# DOCUMENTO

● ● ●

¿Ha renunciado Occidente a la libertad de expresión?
Thierry Meyssan
Era un debate que ya se creía resuelto. En Occidente se había afirmado que la libertad de expresión era una condición inseparable de la democracia e imprescindible para ella y los Estados occidentales se habían comprometido a no violarla nunca más. Pero Estados Unidos, Reino Unido, Polonia, Italia y Alemania avanzan por el camino de la censura. Hay cosas que no pueden ser dichas.
La libertad de expresión fue una característica de Occidente desde el siglo XVIII. Fue el cimiento sobre el cual se construyó el régimen político respaldado por las clases medias: la democracia. Dejó de ponerse en duda el principio según el cual la voluntad general surgiría del debate entre las opiniones más diversas. Toda violación de esa libertad se veía como un golpe a la resolución de los conflictos por la vía pacífica.
Sin embargo, a principios del siglo XX, cuando Occidente se vio sumido en la guerra, los británicos y posteriormente los estadounidenses no vacilaron en utilizar medios modernos de propaganda no sólo contra sus enemigos sino también frente a sus propios compatriotas.

● ● ●

# MATERIAL RECOPILADO
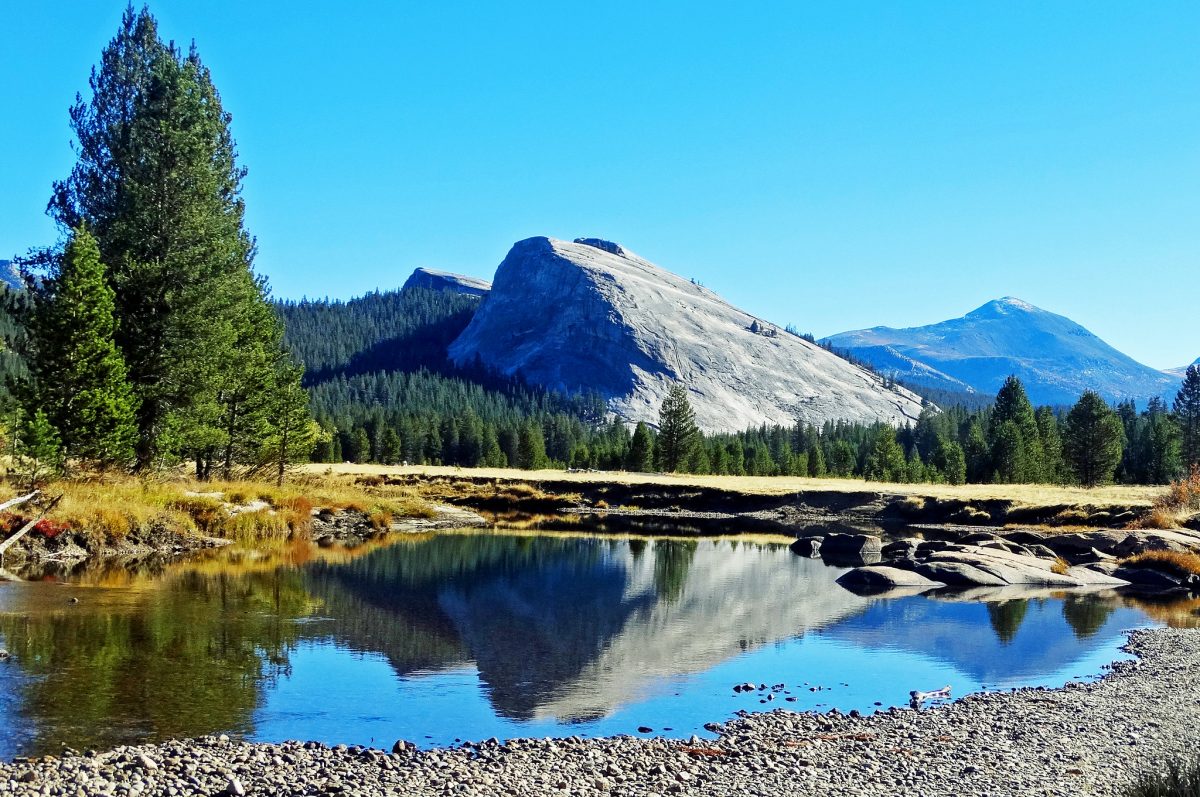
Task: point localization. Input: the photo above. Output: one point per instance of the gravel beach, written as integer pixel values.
(1083, 739)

● ● ●

¿Puedes transcribir textualmente el pasaje del artículo sobre la libertad de expresión que comienza en las palabras "Thierry Meyssan" y termina después de "pueden ser dichas."?

Thierry Meyssan
Era un debate que ya se creía resuelto. En Occidente se había afirmado que la libertad de expresión era una condición inseparable de la democracia e imprescindible para ella y los Estados occidentales se habían comprometido a no violarla nunca más. Pero Estados Unidos, Reino Unido, Polonia, Italia y Alemania avanzan por el camino de la censura. Hay cosas que no pueden ser dichas.